### What the task asks
Exactly reproduce the lines from the line bearing "One point per instance of the striped" through the end of the listing, inclusive of both; pictures are to be omitted.

### Supplied material

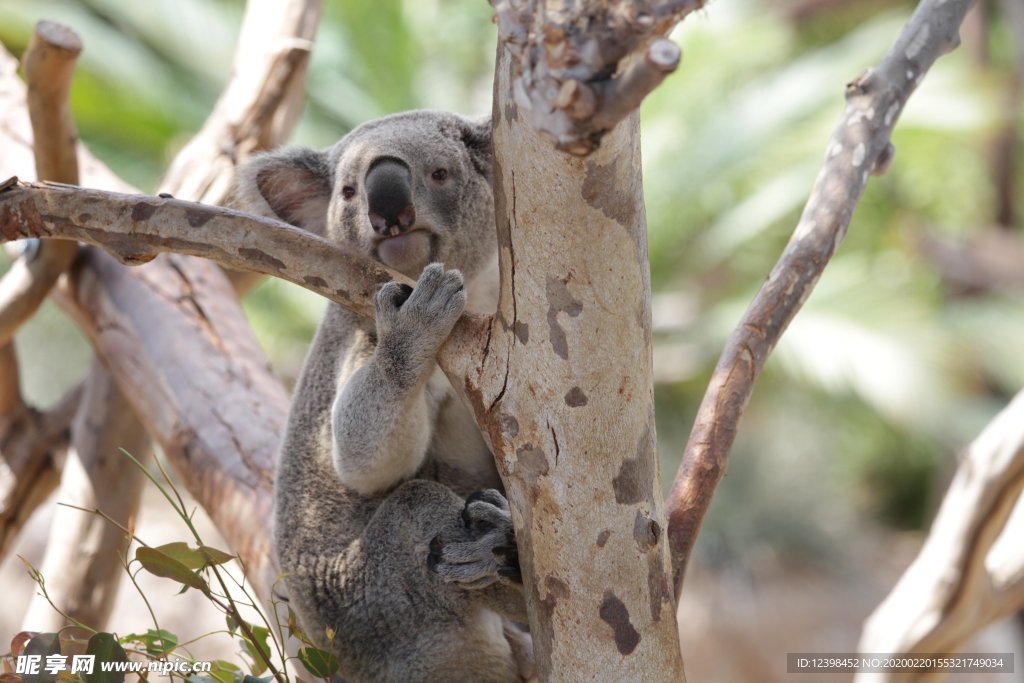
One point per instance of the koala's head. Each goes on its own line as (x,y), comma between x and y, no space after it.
(408,189)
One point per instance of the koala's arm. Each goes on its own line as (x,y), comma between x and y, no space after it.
(382,419)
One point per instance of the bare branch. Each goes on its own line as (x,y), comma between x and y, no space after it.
(31,444)
(82,563)
(49,66)
(581,68)
(177,343)
(260,104)
(858,146)
(960,583)
(136,227)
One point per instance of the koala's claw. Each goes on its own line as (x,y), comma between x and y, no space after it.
(483,551)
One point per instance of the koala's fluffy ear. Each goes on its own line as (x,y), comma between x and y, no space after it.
(294,182)
(476,136)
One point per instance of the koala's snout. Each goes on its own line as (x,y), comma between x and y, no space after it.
(389,197)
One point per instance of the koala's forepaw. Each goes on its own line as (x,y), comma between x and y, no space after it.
(413,323)
(483,551)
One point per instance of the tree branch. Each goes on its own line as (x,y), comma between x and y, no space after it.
(135,228)
(82,564)
(579,69)
(31,445)
(260,104)
(858,147)
(49,66)
(961,581)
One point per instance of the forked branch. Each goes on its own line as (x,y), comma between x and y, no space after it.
(858,147)
(135,228)
(579,69)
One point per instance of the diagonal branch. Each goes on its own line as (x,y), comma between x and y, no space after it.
(859,146)
(962,580)
(49,65)
(260,104)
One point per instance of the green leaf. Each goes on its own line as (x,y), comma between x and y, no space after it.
(318,663)
(157,642)
(214,556)
(225,672)
(105,648)
(44,645)
(257,648)
(190,557)
(294,630)
(161,564)
(195,558)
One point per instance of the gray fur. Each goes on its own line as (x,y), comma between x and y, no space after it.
(378,546)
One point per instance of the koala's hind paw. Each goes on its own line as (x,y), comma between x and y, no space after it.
(483,551)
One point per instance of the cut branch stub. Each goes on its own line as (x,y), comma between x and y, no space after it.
(135,228)
(579,72)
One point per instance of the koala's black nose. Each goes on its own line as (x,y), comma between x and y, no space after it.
(389,195)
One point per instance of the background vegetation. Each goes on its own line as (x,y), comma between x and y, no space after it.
(887,372)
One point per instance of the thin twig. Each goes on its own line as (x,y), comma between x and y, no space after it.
(49,65)
(135,228)
(858,147)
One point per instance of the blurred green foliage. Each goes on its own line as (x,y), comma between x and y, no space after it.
(882,378)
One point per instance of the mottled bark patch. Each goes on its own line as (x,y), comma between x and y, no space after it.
(560,300)
(646,531)
(576,397)
(198,217)
(658,586)
(604,189)
(143,211)
(521,331)
(531,462)
(315,281)
(261,257)
(634,482)
(509,425)
(555,589)
(614,613)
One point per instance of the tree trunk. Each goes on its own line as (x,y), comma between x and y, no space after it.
(565,394)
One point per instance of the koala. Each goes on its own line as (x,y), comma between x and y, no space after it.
(397,548)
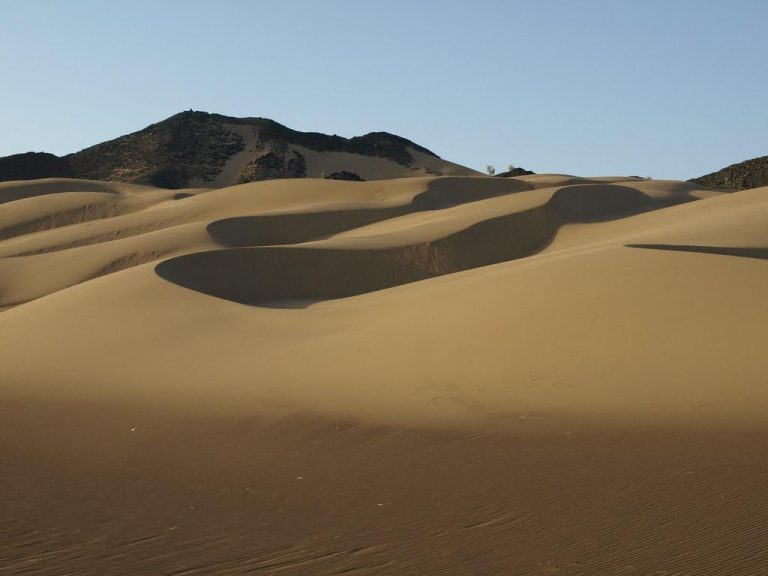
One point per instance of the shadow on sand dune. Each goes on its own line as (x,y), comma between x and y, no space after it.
(266,230)
(267,276)
(760,253)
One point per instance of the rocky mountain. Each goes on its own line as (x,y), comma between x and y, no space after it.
(210,150)
(748,174)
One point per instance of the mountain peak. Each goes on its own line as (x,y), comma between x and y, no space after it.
(195,148)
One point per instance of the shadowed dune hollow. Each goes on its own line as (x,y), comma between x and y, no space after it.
(273,275)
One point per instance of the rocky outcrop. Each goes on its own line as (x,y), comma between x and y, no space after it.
(192,148)
(748,174)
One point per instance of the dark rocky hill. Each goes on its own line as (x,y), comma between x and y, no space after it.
(748,174)
(195,148)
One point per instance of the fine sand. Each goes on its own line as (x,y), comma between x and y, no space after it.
(542,375)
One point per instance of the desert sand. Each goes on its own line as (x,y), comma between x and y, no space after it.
(537,375)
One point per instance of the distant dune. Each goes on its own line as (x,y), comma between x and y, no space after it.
(742,176)
(457,374)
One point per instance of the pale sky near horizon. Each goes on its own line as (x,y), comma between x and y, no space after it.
(661,88)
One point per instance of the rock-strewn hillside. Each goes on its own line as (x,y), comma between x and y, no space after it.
(202,149)
(748,174)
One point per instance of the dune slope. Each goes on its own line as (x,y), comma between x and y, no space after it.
(457,375)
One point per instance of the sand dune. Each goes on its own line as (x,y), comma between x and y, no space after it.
(461,375)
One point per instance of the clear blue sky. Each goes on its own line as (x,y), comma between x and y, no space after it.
(662,88)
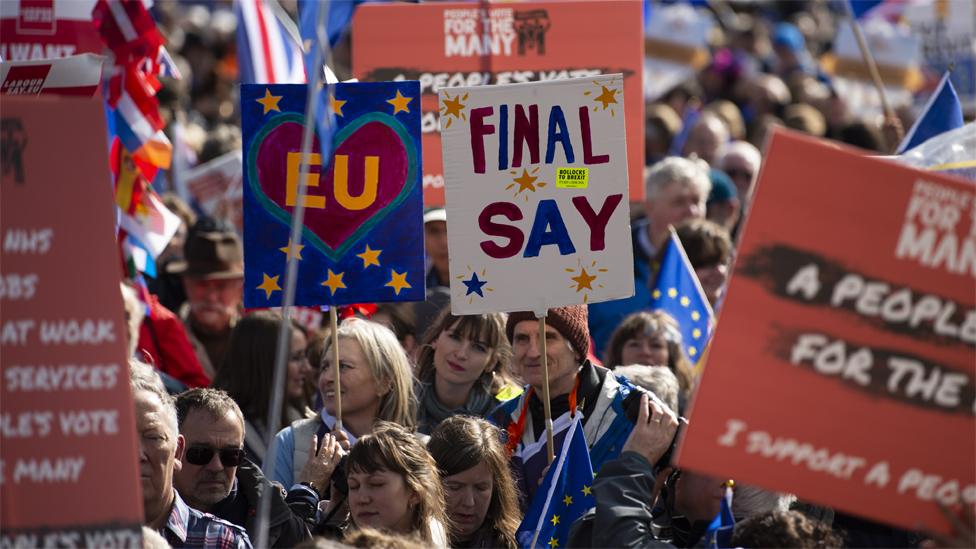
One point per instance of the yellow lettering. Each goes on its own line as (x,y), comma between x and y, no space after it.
(368,196)
(293,164)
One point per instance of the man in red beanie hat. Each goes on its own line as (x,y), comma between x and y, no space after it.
(575,385)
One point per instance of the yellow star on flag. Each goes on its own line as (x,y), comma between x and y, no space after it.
(269,102)
(334,281)
(292,250)
(398,281)
(400,103)
(336,105)
(583,280)
(269,285)
(608,97)
(370,257)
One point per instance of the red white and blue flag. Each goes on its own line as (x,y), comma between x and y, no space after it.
(266,52)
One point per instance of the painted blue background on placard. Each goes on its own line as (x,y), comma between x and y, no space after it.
(398,233)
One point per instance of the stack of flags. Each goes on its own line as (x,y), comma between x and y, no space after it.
(139,146)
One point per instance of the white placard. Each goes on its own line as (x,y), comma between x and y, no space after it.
(536,192)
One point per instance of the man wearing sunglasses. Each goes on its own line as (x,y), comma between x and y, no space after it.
(161,455)
(216,477)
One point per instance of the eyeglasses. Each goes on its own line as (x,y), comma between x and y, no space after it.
(201,455)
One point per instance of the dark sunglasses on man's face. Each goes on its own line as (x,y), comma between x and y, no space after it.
(201,455)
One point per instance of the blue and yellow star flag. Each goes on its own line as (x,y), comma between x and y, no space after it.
(942,113)
(563,497)
(678,293)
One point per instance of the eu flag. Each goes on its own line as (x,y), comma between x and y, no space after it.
(678,293)
(563,497)
(942,113)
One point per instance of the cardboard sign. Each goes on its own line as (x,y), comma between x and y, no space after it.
(31,30)
(537,194)
(947,31)
(362,239)
(67,433)
(216,187)
(462,44)
(842,368)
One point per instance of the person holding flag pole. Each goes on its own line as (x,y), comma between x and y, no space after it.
(318,57)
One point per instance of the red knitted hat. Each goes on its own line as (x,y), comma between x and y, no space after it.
(570,322)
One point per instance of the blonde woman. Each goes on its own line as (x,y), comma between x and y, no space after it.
(376,385)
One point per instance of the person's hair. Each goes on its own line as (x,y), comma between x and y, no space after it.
(784,529)
(389,365)
(143,377)
(462,442)
(488,328)
(213,401)
(649,323)
(705,242)
(247,372)
(742,149)
(370,538)
(656,379)
(392,448)
(675,169)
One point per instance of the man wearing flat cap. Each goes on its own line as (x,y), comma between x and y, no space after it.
(575,385)
(213,276)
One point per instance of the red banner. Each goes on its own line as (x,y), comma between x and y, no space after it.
(842,367)
(69,467)
(31,30)
(464,44)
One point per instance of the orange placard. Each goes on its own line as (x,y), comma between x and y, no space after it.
(465,44)
(68,463)
(843,361)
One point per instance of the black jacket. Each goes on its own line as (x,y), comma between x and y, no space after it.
(287,524)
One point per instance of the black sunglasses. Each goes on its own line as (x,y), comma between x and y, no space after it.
(201,455)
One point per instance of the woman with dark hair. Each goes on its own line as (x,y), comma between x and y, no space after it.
(478,488)
(651,339)
(461,368)
(247,375)
(394,486)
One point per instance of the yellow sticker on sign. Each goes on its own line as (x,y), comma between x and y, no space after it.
(572,178)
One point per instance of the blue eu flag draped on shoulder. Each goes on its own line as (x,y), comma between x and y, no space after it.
(678,293)
(563,497)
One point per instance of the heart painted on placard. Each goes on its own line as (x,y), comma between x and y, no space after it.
(380,162)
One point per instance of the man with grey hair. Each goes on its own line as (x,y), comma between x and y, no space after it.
(217,478)
(676,190)
(161,451)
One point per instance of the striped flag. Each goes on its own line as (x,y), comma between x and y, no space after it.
(266,52)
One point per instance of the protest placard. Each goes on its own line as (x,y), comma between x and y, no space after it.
(537,210)
(362,239)
(216,188)
(69,467)
(31,30)
(462,44)
(842,365)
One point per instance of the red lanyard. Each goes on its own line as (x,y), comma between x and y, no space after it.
(517,428)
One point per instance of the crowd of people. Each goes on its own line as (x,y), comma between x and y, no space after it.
(435,408)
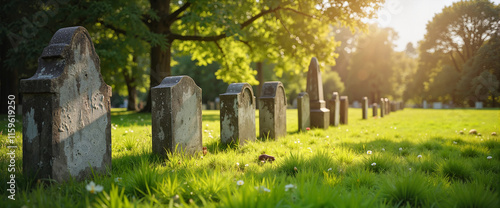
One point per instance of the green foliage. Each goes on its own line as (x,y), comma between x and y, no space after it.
(455,170)
(472,195)
(457,47)
(329,164)
(408,189)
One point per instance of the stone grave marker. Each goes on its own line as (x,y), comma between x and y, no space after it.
(365,108)
(387,106)
(303,111)
(334,106)
(272,110)
(320,115)
(344,108)
(237,114)
(382,107)
(66,111)
(176,116)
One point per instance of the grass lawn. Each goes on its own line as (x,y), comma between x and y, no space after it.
(414,158)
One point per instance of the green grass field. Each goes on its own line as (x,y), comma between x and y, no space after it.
(418,159)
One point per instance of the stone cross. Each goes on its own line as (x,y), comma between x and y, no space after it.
(66,111)
(334,106)
(320,116)
(303,111)
(272,110)
(375,109)
(365,108)
(237,114)
(176,116)
(382,107)
(344,108)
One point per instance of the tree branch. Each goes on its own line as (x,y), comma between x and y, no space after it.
(175,36)
(174,16)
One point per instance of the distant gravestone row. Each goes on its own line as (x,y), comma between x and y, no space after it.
(67,125)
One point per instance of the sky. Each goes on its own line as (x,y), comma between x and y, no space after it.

### Solution to this exercise
One point per instance of the striped flag. Each goes on its own line as (x,y), comma between x and y, no space after it.
(266,52)
One point per instance of the protest placard. Each goes on its own line as (x,y), comma between x and y, no space after it.
(537,210)
(362,239)
(216,188)
(69,467)
(31,30)
(462,44)
(842,365)
One point per instance of the red lanyard. Each goes on its own line as (x,y), comma between x and y, no space after it.
(517,428)
One point per instance of the crowd of people. Each goes on its own line as (x,y), comma between x and y, no space after it.
(435,408)
One point per instance of the green foliage. Each goes on its own line as (x,y), comma between x and y, no space after it.
(455,170)
(472,195)
(457,47)
(329,164)
(408,189)
One point per instance of the stone grave marker. Each goes on its own line as (x,y), comma between x and y, no space after it.
(365,108)
(387,106)
(303,111)
(334,106)
(272,110)
(320,115)
(344,108)
(237,114)
(382,107)
(66,111)
(176,116)
One point per instance of the grass lawn. Each goes on its own line as (x,y), comma between x and y, no space after it.
(414,158)
One point per instance of the green grass field. Each goes on its own line as (x,y), comma between x and y, no space after it.
(418,159)
One point per instance of the stone cross. Each goes on its own line as (x,y), comma between x and y, no space after it.
(66,111)
(334,106)
(320,116)
(303,111)
(272,110)
(375,109)
(365,108)
(237,114)
(176,116)
(382,107)
(344,108)
One point per instance of the tree branch. Each goes on its own line as (x,y), comma between x and y, no space after it.
(175,36)
(174,16)
One point per instance of the distant gravestone row. Each goes on its own line as (x,y), comma between x and y, no space after it.
(67,125)
One point per instance of the sky. Each goes on its own line as (x,y), comma between x and y, no space after it.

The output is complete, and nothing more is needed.